## Task to complete
Beginning at the line that holds "tree, as integer pixel positions.", restate each line exactly through the final line of the records. Include both of those lines.

## Point localization data
*****

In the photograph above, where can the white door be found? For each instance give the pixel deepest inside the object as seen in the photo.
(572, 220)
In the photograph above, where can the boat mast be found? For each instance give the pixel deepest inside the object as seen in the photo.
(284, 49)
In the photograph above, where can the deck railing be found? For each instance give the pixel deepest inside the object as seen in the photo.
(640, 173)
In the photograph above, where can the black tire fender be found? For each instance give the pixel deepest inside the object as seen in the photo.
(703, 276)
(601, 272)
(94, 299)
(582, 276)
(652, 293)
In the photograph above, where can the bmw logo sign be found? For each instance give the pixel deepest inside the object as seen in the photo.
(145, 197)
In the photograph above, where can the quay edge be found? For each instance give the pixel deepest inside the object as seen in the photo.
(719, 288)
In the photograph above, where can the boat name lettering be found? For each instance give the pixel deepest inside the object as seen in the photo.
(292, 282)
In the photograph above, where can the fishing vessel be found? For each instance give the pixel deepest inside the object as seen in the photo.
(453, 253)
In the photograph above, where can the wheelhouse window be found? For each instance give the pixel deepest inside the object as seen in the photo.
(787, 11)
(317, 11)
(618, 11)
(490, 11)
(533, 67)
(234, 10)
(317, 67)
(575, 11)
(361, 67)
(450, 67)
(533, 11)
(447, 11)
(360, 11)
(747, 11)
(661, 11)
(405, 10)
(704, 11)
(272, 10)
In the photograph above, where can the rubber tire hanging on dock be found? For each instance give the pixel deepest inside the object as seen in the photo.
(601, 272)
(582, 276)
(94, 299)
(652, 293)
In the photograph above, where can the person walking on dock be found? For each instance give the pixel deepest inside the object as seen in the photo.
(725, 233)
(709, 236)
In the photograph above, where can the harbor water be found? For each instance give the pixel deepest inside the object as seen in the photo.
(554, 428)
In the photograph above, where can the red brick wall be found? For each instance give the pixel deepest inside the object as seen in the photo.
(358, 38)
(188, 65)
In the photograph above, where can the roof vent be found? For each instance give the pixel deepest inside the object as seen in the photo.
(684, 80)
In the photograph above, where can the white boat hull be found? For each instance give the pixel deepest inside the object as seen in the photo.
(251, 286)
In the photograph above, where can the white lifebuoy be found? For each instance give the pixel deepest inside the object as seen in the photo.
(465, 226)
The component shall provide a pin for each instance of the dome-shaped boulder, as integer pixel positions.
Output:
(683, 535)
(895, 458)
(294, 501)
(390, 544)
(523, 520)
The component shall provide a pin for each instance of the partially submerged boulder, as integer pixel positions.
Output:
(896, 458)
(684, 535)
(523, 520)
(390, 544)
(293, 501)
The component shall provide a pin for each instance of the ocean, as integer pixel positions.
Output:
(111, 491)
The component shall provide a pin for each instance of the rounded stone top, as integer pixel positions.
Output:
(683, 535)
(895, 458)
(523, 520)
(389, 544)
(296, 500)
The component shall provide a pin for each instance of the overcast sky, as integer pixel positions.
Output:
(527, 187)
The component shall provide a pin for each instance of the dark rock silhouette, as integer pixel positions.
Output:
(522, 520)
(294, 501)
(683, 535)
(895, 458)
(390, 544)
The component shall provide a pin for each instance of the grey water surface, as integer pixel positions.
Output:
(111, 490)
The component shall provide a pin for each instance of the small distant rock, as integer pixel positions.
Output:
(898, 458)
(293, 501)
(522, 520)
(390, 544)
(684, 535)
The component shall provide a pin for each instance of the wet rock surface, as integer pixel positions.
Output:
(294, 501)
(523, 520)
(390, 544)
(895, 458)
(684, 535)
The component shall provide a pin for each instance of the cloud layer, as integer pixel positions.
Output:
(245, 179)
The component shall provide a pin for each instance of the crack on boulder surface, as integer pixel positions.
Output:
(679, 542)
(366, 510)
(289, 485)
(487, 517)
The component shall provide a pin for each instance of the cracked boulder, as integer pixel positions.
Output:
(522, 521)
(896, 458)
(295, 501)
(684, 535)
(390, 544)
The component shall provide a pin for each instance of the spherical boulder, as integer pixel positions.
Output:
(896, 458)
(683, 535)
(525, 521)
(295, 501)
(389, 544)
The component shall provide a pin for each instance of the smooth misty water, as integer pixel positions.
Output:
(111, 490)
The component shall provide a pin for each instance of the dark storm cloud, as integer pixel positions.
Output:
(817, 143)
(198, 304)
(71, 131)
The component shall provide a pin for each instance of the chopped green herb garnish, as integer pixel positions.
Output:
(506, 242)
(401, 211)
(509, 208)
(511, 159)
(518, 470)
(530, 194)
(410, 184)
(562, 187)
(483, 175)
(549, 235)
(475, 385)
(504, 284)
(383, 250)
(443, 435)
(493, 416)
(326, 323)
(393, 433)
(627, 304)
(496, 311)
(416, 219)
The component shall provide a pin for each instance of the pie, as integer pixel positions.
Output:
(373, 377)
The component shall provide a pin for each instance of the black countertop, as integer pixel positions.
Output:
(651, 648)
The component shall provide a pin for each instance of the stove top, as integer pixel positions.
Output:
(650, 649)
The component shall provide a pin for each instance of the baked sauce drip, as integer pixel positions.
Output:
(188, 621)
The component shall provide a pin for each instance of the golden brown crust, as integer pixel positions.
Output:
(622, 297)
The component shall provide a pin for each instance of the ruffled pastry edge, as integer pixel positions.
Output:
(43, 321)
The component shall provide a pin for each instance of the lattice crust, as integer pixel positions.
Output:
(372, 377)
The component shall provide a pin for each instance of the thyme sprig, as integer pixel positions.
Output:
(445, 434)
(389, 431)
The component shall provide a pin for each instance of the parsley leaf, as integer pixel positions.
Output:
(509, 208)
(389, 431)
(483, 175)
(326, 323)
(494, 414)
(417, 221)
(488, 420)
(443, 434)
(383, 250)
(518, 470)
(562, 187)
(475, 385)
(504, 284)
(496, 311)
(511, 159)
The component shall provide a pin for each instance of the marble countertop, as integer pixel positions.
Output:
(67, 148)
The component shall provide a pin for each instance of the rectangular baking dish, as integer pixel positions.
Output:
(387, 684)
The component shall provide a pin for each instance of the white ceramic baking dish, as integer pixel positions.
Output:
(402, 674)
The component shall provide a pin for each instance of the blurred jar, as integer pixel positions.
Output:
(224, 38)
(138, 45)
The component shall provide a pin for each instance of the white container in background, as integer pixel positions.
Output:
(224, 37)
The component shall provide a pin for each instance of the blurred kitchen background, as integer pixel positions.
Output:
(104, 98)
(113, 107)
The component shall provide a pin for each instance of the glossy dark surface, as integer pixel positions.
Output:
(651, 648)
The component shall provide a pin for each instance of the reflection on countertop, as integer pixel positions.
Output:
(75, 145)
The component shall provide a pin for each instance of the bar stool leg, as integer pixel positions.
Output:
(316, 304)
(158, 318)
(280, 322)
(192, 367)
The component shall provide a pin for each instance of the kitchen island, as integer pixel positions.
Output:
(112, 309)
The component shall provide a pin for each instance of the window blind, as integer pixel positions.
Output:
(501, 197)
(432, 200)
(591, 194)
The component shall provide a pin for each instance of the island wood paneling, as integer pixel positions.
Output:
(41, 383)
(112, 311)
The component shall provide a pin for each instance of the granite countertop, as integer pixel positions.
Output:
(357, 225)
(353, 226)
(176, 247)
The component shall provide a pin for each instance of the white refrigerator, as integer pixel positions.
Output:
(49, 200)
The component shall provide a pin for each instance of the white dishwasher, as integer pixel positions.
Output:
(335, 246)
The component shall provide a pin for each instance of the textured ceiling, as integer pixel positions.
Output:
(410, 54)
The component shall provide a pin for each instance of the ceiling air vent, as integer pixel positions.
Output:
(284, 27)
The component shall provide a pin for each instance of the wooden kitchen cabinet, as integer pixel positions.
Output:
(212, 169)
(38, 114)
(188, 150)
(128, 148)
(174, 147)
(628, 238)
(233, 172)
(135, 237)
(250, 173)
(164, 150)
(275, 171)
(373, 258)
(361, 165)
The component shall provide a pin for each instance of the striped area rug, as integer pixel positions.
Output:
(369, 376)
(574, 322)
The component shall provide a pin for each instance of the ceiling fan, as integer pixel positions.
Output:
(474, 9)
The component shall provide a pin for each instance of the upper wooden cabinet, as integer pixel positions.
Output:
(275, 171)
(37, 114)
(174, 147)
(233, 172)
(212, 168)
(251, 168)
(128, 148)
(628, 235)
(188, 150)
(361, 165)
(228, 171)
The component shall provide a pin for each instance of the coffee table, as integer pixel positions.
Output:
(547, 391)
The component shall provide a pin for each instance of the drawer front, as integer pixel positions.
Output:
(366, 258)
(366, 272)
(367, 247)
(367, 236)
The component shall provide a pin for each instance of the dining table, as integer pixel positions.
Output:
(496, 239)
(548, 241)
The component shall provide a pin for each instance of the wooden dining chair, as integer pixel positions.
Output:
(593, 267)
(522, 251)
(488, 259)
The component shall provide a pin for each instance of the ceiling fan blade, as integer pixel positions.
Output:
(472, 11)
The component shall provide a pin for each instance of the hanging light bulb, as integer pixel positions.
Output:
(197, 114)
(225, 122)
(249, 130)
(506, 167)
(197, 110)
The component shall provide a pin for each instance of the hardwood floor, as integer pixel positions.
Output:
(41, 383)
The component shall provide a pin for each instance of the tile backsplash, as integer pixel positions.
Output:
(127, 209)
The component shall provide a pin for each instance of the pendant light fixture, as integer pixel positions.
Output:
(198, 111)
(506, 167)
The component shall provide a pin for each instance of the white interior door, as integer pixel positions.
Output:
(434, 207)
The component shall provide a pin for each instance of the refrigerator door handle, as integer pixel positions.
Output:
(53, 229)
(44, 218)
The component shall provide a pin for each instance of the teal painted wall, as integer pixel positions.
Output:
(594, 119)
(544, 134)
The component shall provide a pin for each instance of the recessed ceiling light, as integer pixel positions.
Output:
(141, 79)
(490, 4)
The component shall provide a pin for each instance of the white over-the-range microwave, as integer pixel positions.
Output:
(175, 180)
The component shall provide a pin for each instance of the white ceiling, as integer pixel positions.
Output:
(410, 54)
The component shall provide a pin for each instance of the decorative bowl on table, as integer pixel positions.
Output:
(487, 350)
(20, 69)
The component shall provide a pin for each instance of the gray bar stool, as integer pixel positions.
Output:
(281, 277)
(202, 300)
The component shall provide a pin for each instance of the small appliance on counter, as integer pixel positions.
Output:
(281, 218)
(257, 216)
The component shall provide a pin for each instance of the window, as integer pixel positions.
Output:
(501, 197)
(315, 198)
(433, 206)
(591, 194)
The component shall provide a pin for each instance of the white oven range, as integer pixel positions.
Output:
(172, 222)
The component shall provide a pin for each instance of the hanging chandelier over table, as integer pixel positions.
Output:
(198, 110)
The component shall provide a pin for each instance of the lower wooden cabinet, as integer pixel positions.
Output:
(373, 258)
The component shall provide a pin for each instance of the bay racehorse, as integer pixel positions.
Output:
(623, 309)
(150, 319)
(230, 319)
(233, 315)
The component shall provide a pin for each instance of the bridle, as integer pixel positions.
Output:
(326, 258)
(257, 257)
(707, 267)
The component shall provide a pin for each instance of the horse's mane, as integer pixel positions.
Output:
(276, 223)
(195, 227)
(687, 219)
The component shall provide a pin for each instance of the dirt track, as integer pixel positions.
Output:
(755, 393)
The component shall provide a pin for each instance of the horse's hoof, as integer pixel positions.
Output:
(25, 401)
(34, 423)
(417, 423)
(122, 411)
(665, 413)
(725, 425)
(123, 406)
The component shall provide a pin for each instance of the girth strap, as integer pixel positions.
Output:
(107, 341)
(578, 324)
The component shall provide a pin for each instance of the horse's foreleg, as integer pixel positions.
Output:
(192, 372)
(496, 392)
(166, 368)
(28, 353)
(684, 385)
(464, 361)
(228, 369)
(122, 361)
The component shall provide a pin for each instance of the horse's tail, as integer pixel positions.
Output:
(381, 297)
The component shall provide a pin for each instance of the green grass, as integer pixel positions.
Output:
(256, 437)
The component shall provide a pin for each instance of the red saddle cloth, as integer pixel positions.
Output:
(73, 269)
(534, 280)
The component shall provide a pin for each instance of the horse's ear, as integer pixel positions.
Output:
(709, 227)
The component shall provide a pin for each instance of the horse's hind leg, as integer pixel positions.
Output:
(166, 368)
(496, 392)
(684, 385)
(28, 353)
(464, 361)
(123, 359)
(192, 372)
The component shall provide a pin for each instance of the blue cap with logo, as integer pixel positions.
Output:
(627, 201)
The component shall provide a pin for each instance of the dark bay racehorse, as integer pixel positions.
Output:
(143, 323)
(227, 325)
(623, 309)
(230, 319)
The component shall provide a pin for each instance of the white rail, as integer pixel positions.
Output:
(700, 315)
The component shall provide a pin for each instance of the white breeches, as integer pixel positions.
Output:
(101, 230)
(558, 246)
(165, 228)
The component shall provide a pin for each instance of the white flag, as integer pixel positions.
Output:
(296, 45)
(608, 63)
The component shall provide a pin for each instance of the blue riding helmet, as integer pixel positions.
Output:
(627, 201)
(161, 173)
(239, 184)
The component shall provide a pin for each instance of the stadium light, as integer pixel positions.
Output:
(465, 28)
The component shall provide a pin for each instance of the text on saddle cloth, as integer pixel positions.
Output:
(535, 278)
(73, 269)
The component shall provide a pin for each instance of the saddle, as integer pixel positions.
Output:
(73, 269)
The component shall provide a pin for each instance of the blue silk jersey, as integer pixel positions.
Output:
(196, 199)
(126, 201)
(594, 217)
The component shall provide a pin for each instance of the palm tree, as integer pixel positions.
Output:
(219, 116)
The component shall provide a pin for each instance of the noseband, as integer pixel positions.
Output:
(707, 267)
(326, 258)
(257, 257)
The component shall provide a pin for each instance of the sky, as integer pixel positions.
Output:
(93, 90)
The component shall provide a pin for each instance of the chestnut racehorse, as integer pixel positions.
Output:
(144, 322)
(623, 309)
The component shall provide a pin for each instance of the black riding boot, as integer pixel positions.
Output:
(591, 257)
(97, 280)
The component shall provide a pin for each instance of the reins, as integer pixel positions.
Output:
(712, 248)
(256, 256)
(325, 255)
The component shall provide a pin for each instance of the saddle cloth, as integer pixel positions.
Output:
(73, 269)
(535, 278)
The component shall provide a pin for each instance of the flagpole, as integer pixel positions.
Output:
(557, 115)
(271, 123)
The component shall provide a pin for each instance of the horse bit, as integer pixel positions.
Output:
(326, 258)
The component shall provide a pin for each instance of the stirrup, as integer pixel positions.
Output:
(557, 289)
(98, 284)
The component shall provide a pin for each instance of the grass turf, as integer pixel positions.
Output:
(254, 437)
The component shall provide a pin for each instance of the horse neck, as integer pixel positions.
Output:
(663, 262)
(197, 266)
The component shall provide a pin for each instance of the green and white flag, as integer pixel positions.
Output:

*****

## Answer to this task
The component shall provide a pin for each instance of the palm tree, as integer pixel positions.
Output:
(219, 116)
The component shall provide a pin for each instance of the noseband, as integer pixel positions.
Output:
(707, 267)
(326, 258)
(257, 257)
The component shall provide a pin for each instance of the sky, as integer pixel positions.
Output:
(93, 90)
The component shall provide a pin for each instance of the chestnut racehorse, as integer pixel positions.
Output:
(144, 322)
(623, 309)
The component shall provide a pin for each instance of the black riding boot, as integer pixel positions.
Output:
(591, 257)
(97, 280)
The component shall provide a pin for each instance of the reins, as integer pixel positions.
Output:
(712, 248)
(256, 256)
(325, 255)
The component shall provide a pin for each instance of the saddle cloth, as integer pixel positions.
Output:
(73, 269)
(535, 278)
The component shall provide a pin for each instance of the flagpole, as integer pixel positions.
Output:
(557, 115)
(271, 123)
The component shall provide a pin for each instance of the horse bit, as integer pixel positions.
Output:
(326, 258)
The component shall provide a pin for each instance of the stirrup, as integer pixel positions.
Output:
(557, 289)
(98, 284)
The component shall provide a pin for each instance of the grass turf, as integer pixel positions.
Output:
(254, 437)
The component shall provide a pin for each instance of the horse neck, as integer pixel positions.
Output:
(663, 262)
(197, 266)
The component shall provide a pin for each instance of the green and white flag, as integer pixel positions.
Output:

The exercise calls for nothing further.